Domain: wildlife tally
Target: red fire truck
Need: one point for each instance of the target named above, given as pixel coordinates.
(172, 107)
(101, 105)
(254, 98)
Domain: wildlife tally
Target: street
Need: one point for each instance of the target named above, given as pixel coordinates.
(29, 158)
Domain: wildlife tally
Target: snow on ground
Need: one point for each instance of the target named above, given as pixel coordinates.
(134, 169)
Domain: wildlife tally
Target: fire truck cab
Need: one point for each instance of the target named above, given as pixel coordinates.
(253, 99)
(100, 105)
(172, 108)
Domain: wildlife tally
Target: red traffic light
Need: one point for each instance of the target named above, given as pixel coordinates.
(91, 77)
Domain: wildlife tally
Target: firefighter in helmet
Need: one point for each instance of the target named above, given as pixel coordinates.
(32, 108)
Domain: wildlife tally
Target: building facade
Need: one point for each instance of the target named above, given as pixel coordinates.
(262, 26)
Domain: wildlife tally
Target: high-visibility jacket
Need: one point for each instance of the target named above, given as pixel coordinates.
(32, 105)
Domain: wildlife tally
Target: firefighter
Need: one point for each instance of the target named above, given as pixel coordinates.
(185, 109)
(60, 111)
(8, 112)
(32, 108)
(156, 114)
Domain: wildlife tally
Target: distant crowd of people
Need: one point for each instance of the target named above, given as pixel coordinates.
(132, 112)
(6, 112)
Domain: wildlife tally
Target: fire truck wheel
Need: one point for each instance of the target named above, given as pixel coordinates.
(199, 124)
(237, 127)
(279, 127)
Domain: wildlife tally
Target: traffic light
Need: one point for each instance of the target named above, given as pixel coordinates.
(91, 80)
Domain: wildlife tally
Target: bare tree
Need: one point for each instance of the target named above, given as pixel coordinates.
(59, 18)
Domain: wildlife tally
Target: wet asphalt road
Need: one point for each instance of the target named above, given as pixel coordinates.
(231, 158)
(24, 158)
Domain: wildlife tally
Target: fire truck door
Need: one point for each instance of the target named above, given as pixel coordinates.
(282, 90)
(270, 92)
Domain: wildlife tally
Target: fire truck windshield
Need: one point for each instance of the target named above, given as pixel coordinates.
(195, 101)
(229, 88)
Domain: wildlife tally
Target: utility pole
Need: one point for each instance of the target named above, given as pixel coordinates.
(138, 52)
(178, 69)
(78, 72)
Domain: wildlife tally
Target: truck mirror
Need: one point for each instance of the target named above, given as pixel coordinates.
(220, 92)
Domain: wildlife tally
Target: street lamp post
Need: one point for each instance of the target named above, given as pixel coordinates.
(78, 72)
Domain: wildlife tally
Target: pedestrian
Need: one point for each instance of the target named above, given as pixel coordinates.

■ **Directions for this task**: Output the whole listing above again, word for word.

■ **Solution to this problem**:
Domain: wildlife tally
Target: red fire truck
Need: one point for each instance of the target named above, given as pixel coordinates.
(172, 107)
(101, 105)
(254, 98)
Domain: wildlife tally
Target: street
Need: one point for each instance of the target named above, given as pixel coordinates.
(29, 158)
Domain: wildlife tally
Target: snow on ground
Need: one point for each instance of the target named above, given as pixel coordinates.
(134, 169)
Domain: wildlife tally
Target: fire truck cab
Need: one point for each instance of the target named above, given as pixel coordinates.
(253, 99)
(100, 105)
(172, 108)
Domain: wildlife tally
Target: red traffic light
Need: one point for each instance of the target named above, given as pixel coordinates.
(91, 77)
Domain: wildlife tally
Target: firefighter in helmet
Need: one point for each instance of the target named above, given as pixel coordinates.
(32, 108)
Domain: wildlife tally
Target: building facade
Need: one point for each instance of the target named above, given as pixel coordinates.
(262, 26)
Domain: wildlife tally
Target: high-visibility jacket
Need: one point for each instance of the target named above, given as pixel coordinates.
(32, 105)
Domain: wildlife tally
Target: firefighter
Need: one point for each instance of the target named above, given as pixel coordinates.
(185, 109)
(60, 111)
(8, 112)
(32, 108)
(156, 114)
Domain: wildlife tally
Target: distant crowd of people
Need: one point for each instance of the target named above, given as pixel coordinates.
(132, 112)
(6, 112)
Domain: wildlife tally
Target: fire truck wheel
Need: one point for each instance of the target named above, given as pixel coordinates.
(199, 124)
(237, 127)
(279, 127)
Domain: wildlife tally
Target: traffic light
Need: one point for each instance of the target named above, given as pixel coordinates.
(91, 80)
Domain: wildlife tally
Target: bare tree
Need: one point for each instance of the target named above, given as pixel coordinates.
(59, 18)
Domain: wildlife tally
Target: wet asphalt road
Need: one point for each instance of the target named above, given as pixel coordinates.
(231, 158)
(24, 158)
Domain: wildlife tally
Target: fire truck door
Need: one point for each instance of the target named above, given as pixel coordinates.
(282, 90)
(270, 92)
Domain: wildlife tally
Target: fire truck windshield
Need: one point for each instance of the target named above, given as pixel coordinates.
(195, 101)
(229, 88)
Domain: wildlife tally
Target: utility pole
Need: one point for each instance of the target named above, given as pixel coordinates.
(138, 52)
(178, 69)
(78, 72)
Domain: wildlife tally
Target: truck mirror
Need: one point for each instance of the target named above, given as pixel coordinates.
(220, 92)
Domain: wildlife tally
Target: street lamp post
Need: one point for each instance of the target named above, given as pixel coordinates.
(78, 72)
Domain: wildlife tally
Target: pedestrian
Need: one point for each instance of the target named above, given as pixel coordinates.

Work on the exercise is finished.